▶ PROBLEMAS A RESOLVER
a – Segundo o texto sobre o Radar Comunitário da Ajuda, há quantos anos Carla Catarino trabalha na farmácia Mendes Gomes?
b – Copie do texto sobre o Radar Comunitário da Ajuda o trecho que vai de "Carla Catarino é" até "e vigilante, sobretudo.", inclusive.

▶ SEGMENTO DO DOCUMENTO
········

A freguesia da Ajuda tem 143 radares comunitários que, todos os dias, auxiliam a identificar os idosos mais desprotegidos.
Carla Catarino é a diretora técnica da farmácia Mendes Gomes no n.º 220 da Calçada da Ajuda. É lá que trabalha há 24 anos, tempo mais que suficiente para conhecer quase toda a população idosa que ali reside.
Por isso, quando em 2019, numa reunião da junta de freguesia local, ouviu falar do Radar Comunitário, não hesitou em juntar-se à equipa de mediadoras. “Fez-me logo sentido integrar este projeto pois identifiquei-me com a causa. Ainda mais depois de conhecer a Maria e a Mariana. Gostei do trabalho delas e da forma como atuam”, diz Carla.
Maria Luís e Mariana Mendonça são as mediadoras de proximidade: a primeira da Ajuda, a segunda de Belém e Alcântara. Com Carla Catarino, formam uma task force dinâmica, bem-disposta e vigilante, sobretudo.

········

▶ INFORMAÇÃO EXTRAÍDA
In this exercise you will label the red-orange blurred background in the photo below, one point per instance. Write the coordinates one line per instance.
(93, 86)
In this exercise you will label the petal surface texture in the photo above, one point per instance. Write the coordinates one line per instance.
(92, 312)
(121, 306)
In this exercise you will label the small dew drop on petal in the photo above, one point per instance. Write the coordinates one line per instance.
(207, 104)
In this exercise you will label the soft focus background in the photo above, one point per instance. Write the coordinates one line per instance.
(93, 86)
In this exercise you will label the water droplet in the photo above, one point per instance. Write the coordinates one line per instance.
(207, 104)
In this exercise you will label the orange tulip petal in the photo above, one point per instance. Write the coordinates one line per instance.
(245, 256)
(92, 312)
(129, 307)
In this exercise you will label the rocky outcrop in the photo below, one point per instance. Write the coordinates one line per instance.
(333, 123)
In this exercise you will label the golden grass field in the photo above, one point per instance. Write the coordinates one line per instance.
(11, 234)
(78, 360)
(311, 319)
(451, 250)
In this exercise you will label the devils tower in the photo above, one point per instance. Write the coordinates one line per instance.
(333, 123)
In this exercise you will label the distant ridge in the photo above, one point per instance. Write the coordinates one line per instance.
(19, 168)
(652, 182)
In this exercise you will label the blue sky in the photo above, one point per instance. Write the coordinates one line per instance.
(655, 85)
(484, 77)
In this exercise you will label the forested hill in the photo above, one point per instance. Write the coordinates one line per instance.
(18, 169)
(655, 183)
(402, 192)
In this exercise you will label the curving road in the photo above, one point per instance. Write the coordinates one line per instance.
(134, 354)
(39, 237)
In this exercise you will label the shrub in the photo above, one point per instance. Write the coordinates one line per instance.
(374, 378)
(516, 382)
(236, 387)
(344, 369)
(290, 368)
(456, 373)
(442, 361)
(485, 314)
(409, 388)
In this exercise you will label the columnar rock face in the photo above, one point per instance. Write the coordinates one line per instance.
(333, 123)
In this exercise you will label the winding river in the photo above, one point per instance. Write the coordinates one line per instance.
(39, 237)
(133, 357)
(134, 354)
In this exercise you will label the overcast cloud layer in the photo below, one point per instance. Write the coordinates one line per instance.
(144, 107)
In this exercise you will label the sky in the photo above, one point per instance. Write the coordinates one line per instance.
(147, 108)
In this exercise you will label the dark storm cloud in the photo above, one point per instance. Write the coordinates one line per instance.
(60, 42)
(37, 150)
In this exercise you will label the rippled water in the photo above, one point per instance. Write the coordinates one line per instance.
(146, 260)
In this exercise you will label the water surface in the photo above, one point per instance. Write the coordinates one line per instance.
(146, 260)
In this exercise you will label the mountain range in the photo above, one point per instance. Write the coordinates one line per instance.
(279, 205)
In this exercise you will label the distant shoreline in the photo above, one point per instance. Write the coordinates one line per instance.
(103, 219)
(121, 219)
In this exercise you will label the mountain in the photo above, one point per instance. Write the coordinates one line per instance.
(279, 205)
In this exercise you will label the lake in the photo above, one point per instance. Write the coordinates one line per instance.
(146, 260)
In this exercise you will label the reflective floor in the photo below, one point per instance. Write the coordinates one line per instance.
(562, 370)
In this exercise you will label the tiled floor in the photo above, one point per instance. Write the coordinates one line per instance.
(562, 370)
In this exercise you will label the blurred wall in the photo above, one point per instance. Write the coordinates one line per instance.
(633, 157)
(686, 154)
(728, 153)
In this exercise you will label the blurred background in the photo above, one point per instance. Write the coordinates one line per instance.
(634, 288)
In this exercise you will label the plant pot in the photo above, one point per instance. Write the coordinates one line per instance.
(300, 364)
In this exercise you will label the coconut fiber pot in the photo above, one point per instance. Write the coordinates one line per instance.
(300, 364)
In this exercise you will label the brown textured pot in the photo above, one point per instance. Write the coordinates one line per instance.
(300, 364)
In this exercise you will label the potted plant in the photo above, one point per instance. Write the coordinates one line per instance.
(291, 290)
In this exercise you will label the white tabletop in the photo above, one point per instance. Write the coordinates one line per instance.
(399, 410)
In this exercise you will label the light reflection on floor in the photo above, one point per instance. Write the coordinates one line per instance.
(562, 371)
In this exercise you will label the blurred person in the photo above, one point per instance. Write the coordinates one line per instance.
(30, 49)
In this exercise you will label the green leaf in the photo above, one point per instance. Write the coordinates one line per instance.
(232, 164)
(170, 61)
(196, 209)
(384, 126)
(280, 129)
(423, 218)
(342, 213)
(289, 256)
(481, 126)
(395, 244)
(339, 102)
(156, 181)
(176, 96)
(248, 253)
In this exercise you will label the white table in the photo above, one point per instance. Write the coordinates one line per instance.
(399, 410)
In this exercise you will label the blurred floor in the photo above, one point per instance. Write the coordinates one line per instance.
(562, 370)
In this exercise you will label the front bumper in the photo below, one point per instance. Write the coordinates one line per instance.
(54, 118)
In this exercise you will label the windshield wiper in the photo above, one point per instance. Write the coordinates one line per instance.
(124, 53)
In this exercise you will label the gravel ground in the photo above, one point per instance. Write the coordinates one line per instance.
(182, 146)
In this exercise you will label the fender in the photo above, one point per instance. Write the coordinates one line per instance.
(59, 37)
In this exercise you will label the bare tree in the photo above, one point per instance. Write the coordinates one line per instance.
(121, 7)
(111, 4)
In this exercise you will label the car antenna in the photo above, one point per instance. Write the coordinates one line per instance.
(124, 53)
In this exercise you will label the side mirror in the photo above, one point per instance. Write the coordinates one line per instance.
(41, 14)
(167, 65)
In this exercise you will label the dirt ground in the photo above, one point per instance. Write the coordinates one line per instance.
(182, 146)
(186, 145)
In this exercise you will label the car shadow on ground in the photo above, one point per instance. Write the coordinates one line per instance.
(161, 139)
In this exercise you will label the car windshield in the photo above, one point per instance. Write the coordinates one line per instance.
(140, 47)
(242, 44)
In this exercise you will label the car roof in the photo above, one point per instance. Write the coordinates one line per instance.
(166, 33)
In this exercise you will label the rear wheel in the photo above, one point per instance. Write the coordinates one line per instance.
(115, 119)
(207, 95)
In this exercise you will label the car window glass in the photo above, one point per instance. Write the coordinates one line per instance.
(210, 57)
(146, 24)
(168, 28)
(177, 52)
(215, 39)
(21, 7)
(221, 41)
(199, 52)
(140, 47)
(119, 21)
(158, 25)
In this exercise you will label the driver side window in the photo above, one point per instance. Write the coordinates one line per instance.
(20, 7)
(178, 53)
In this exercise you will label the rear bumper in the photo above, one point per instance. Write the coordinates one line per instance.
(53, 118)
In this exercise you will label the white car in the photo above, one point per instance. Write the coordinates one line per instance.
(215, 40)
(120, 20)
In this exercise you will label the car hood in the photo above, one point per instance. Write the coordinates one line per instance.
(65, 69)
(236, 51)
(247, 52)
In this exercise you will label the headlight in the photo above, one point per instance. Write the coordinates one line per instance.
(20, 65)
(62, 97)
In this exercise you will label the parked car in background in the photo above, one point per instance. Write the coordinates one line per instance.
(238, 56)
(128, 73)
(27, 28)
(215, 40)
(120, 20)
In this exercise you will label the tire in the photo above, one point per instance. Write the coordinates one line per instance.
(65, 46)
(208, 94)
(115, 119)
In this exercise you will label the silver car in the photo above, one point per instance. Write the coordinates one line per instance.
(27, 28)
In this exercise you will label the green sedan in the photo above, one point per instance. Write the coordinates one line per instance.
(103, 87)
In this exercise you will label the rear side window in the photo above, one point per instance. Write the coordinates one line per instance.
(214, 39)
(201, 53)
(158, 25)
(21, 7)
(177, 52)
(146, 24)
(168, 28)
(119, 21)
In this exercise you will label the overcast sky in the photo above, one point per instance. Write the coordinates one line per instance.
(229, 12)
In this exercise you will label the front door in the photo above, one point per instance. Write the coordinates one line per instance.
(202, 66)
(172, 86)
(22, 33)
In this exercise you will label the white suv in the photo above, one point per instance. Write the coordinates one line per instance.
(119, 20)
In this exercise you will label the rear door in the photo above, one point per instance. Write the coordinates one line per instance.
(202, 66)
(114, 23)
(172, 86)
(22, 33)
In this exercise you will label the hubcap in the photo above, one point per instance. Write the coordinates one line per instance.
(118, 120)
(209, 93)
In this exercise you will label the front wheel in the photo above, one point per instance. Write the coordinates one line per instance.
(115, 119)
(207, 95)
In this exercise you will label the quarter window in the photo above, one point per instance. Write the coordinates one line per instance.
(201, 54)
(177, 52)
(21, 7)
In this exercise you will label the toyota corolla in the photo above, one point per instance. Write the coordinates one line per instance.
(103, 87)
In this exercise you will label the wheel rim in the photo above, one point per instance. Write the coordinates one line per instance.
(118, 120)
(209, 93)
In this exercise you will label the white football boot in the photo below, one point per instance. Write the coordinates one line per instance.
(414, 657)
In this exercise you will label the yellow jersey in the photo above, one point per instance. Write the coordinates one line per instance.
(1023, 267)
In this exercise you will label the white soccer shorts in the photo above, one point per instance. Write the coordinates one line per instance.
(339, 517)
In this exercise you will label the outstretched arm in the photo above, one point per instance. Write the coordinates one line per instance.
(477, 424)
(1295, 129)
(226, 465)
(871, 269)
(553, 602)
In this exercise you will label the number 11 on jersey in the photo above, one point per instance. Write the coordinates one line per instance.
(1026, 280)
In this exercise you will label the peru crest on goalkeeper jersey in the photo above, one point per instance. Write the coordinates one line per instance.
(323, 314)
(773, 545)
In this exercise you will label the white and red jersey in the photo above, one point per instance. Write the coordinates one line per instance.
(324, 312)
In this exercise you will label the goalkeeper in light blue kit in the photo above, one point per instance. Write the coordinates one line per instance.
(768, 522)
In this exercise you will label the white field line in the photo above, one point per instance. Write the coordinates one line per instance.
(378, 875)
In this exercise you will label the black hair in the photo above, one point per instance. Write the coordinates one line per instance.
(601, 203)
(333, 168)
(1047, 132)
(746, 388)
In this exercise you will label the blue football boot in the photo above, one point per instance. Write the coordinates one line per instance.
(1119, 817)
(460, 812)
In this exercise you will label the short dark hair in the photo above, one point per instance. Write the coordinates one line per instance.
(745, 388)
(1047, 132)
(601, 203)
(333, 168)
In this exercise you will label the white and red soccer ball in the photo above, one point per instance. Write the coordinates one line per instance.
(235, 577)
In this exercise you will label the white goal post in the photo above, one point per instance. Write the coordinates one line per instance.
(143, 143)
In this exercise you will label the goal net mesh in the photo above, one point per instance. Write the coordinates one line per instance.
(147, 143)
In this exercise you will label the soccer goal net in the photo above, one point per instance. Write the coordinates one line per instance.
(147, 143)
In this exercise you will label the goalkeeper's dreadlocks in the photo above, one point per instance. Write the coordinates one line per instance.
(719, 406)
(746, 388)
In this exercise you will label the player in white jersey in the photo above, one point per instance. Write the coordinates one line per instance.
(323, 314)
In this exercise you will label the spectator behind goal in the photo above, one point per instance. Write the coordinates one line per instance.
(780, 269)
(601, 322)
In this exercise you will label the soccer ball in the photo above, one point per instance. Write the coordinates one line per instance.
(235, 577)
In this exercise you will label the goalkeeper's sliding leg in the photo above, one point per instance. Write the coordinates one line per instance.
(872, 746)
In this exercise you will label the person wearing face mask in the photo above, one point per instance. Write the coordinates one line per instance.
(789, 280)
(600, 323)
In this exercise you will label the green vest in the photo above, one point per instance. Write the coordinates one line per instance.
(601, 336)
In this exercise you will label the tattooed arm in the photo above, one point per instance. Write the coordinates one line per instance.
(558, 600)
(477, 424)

········

▶ PROBLEMAS RESOLVIDOS
a – Há 24 anos.

b –
Carla Catarino é a diretora técnica da farmácia Mendes Gomes no n.º 220 da Calçada da Ajuda. É lá que trabalha há 24 anos, tempo mais que suficiente para conhecer quase toda a população idosa que ali reside.
Por isso, quando em 2019, numa reunião da junta de freguesia local, ouviu falar do Radar Comunitário, não hesitou em juntar-se à equipa de mediadoras. “Fez-me logo sentido integrar este projeto pois identifiquei-me com a causa. Ainda mais depois de conhecer a Maria e a Mariana. Gostei do trabalho delas e da forma como atuam”, diz Carla.
Maria Luís e Mariana Mendonça são as mediadoras de proximidade: a primeira da Ajuda, a segunda de Belém e Alcântara. Com Carla Catarino, formam uma task force dinâmica, bem-disposta e vigilante, sobretudo.